TASK ITEM:
Go through the data below and return each line where the string "hard" appears.
-- RECORDS FOR THE TASK follows --
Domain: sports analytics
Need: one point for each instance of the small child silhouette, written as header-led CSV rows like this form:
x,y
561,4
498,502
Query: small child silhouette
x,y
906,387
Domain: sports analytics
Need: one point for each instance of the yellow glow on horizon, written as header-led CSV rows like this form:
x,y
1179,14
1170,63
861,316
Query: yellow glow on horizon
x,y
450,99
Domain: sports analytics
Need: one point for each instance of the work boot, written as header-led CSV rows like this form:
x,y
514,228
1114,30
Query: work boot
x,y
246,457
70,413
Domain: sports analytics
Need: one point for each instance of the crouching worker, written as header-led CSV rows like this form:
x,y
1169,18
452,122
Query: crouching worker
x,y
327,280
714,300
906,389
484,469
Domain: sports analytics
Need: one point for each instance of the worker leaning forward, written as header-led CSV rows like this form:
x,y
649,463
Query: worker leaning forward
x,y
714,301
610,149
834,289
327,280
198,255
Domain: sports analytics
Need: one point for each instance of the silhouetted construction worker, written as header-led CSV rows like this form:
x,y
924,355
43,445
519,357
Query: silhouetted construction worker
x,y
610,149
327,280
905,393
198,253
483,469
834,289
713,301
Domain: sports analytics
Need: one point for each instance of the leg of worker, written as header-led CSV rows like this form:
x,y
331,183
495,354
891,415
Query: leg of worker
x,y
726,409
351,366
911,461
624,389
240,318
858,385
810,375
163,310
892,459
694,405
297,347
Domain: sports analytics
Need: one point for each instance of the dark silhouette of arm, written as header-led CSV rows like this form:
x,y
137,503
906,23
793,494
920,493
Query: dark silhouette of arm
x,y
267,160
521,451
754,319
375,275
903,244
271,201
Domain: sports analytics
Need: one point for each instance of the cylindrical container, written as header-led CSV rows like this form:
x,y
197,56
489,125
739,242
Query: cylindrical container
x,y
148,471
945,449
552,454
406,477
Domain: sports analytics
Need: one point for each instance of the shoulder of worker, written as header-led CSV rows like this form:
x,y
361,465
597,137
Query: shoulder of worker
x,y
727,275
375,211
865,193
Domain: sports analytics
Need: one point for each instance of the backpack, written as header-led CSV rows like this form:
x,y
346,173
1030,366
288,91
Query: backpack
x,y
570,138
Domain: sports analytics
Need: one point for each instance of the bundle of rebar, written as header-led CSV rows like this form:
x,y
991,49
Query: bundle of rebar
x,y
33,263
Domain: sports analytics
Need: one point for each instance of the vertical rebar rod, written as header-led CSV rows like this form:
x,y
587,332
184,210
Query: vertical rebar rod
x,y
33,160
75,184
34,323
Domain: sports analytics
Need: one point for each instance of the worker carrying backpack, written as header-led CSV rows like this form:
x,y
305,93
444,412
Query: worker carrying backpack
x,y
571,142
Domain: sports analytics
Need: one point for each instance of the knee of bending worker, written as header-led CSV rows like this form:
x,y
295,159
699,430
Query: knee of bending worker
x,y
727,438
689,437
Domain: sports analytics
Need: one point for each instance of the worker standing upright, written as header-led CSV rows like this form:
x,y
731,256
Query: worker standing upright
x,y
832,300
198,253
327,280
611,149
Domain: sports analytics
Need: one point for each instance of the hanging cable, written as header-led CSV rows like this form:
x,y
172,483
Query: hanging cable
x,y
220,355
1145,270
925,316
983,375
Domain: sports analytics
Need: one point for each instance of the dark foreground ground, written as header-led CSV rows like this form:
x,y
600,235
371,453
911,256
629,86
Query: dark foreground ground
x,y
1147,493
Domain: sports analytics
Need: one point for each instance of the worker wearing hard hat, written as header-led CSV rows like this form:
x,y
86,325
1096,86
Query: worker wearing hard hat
-- RECORDS FOR THE TASK concluded --
YOUR RESPONSE:
Need: one point for each instance of the worker wearing hard hat, written as header-led CSV rows like this form:
Query: worker wearing hard hat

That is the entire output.